## [INSTRUCTIONS FOR THE TASK]
Records appear below. Give all of them again, exactly.

Dataset excerpts
BEGIN

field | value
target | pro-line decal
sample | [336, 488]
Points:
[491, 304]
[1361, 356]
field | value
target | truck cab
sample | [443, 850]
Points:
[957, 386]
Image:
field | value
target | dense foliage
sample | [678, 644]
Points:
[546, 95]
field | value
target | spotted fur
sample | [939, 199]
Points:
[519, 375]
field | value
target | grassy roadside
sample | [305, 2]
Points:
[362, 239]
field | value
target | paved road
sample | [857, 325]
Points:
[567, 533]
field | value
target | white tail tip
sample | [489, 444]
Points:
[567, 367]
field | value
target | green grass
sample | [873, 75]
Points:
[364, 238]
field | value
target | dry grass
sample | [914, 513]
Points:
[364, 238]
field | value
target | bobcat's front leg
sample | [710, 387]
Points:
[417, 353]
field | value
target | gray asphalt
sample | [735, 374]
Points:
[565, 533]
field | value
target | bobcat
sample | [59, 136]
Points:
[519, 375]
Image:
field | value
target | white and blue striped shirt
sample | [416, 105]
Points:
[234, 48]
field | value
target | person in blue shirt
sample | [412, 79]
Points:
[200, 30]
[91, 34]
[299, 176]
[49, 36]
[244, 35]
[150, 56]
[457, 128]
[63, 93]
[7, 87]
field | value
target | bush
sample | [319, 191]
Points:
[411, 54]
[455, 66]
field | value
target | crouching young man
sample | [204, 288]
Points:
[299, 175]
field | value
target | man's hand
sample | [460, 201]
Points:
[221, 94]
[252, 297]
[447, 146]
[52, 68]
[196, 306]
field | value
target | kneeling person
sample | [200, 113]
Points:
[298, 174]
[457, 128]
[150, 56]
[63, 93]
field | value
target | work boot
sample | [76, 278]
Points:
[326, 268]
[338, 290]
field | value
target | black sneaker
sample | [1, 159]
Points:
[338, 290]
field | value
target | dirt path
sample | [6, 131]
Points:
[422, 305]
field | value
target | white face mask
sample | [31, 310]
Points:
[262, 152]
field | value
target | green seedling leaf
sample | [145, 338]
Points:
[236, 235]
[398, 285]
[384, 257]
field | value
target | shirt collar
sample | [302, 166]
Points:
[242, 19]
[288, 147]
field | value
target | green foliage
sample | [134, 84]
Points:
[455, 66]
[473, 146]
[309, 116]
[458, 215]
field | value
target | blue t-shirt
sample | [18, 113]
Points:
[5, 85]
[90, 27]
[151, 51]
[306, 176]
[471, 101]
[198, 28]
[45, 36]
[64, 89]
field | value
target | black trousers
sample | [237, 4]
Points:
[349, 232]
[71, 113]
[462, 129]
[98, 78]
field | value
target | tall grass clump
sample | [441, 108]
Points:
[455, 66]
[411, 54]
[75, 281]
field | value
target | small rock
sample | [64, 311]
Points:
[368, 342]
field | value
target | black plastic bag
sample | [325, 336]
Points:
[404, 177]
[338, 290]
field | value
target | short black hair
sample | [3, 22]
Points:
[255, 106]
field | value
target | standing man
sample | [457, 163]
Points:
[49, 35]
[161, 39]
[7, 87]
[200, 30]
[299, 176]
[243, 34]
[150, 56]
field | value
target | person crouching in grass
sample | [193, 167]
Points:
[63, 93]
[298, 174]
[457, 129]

END

## [EXERCISE RESPONSE]
field | value
target | pro-line decal
sample | [336, 488]
Points:
[491, 304]
[1361, 356]
field | value
target | truck cab
sample | [443, 850]
Points:
[957, 386]
Image:
field | value
target | dense foliage
sample | [678, 644]
Points:
[546, 95]
field | value
target | spotted fur
sample | [939, 199]
Points:
[519, 375]
field | value
target | grassy roadside
sample | [305, 2]
Points:
[362, 239]
field | value
target | paved road
sample | [857, 325]
Points:
[567, 533]
field | value
target | white tail tip
sample | [489, 444]
Points:
[567, 367]
field | value
target | green grass
sample | [873, 75]
Points:
[364, 238]
field | value
target | dry grass
sample | [914, 513]
Points:
[364, 238]
field | value
target | bobcat's front leg
sample | [710, 387]
Points:
[417, 353]
field | value
target | gray asphalt
sample | [735, 374]
Points:
[565, 533]
field | value
target | bobcat
sample | [59, 136]
Points:
[519, 375]
Image:
field | value
target | white and blue striped shirt
sample | [416, 105]
Points:
[234, 48]
field | value
target | person in blue shirt
sample | [412, 79]
Points:
[200, 30]
[91, 34]
[299, 176]
[49, 36]
[244, 35]
[150, 56]
[457, 128]
[63, 93]
[7, 87]
field | value
target | bush
sample | [319, 191]
Points:
[411, 54]
[455, 66]
field | value
target | crouching young man
sample | [204, 288]
Points:
[299, 175]
field | value
target | man's hand
sample | [460, 201]
Points:
[221, 94]
[252, 297]
[447, 146]
[52, 68]
[196, 306]
field | value
target | kneeling person
sample | [200, 113]
Points:
[298, 174]
[457, 128]
[150, 56]
[63, 93]
field | value
target | work boot
sample | [76, 278]
Points:
[326, 268]
[338, 290]
field | value
target | black sneaker
sample | [1, 159]
Points:
[338, 290]
field | value
target | dirt path
sample | [6, 131]
Points:
[422, 305]
field | value
target | white face mask
sample | [31, 310]
Points:
[262, 152]
field | value
target | green seedling leaf
sample | [145, 338]
Points:
[236, 235]
[398, 285]
[384, 257]
field | value
target | shirt collar
sample | [302, 166]
Points:
[242, 19]
[288, 147]
field | value
target | green foliage
sample | [134, 84]
Points:
[455, 66]
[473, 146]
[309, 116]
[458, 215]
field | value
target | blue t-shirt
sample | [18, 113]
Points:
[5, 85]
[90, 27]
[151, 51]
[306, 176]
[471, 101]
[198, 28]
[45, 36]
[64, 89]
field | value
target | black trousers
sample | [237, 4]
Points:
[349, 232]
[71, 113]
[462, 129]
[98, 78]
field | value
target | tall grass clump
sample | [441, 108]
Points:
[455, 66]
[411, 54]
[75, 281]
field | value
target | small rock
sample | [64, 311]
Points:
[368, 342]
field | value
target | black plastic bag
sample | [325, 336]
Points:
[404, 177]
[338, 290]
field | value
target | short black hair
sample | [3, 22]
Points:
[255, 106]
field | value
target | standing man
sample | [457, 163]
Points:
[49, 35]
[161, 39]
[7, 87]
[200, 30]
[299, 176]
[243, 34]
[150, 56]
field | value
target | person crouching in grass
sample | [193, 167]
Points:
[63, 93]
[298, 174]
[457, 129]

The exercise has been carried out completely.